Work instructions.
Convert part of the material below into a JSON list of strings, with one string per line and no blank lines. Begin at the line that has "forked tongue in the photo above." and stop after the line that has "[[27, 100]]".

— start of Data provided —

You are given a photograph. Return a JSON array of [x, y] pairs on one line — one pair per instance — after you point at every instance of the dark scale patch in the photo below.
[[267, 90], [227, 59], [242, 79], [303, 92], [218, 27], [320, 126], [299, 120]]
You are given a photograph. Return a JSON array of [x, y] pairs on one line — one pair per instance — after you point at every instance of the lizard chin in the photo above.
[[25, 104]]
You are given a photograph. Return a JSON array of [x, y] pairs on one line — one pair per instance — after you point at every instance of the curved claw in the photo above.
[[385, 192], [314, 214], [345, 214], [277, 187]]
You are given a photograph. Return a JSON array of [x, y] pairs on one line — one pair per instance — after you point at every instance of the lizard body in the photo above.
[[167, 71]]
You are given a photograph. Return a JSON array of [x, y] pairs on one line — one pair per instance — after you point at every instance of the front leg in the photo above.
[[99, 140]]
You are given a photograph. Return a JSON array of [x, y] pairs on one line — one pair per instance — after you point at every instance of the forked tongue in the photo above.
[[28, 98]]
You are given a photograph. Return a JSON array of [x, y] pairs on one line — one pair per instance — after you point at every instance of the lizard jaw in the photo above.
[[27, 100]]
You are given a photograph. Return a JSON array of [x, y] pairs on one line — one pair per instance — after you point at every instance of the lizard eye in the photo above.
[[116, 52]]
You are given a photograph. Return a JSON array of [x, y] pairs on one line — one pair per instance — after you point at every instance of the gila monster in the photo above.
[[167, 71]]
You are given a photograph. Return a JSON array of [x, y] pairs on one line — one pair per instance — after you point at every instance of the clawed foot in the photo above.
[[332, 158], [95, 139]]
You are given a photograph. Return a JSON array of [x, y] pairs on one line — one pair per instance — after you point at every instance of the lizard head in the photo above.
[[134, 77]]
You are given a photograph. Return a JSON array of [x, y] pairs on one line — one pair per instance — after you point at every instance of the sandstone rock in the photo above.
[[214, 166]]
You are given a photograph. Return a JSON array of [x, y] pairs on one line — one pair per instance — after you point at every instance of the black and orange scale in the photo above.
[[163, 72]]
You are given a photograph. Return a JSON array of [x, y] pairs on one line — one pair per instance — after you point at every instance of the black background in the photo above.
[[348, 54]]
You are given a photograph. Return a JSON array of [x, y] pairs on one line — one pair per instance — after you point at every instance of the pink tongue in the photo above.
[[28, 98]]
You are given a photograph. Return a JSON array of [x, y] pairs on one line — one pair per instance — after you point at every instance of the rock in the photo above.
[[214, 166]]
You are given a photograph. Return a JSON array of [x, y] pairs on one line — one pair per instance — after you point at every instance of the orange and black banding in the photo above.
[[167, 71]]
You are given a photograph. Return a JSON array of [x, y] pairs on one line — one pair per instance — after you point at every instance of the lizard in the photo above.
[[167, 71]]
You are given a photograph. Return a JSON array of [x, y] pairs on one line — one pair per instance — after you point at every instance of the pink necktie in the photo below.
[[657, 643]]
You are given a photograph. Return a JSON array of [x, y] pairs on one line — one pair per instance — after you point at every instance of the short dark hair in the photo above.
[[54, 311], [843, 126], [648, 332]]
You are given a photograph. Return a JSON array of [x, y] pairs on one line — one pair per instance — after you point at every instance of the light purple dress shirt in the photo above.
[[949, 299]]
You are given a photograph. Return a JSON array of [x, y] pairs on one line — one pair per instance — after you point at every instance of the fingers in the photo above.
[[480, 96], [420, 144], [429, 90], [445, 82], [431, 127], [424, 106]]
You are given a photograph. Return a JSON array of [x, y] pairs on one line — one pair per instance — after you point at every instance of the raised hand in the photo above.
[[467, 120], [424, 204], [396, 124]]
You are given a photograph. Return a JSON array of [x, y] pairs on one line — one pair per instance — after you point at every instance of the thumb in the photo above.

— end of Data provided —

Exercise response.
[
  "You are given a photograph. Return a JSON array of [x, y] pairs on one line — one pair per instance — after you point at every instance of the forked tongue in the photo above.",
  "[[28, 98]]",
  "You are given a photograph. Return a JSON array of [x, y] pairs on one line — one pair per instance — after you point at every instance of the lizard jaw in the photo above.",
  "[[27, 100]]"
]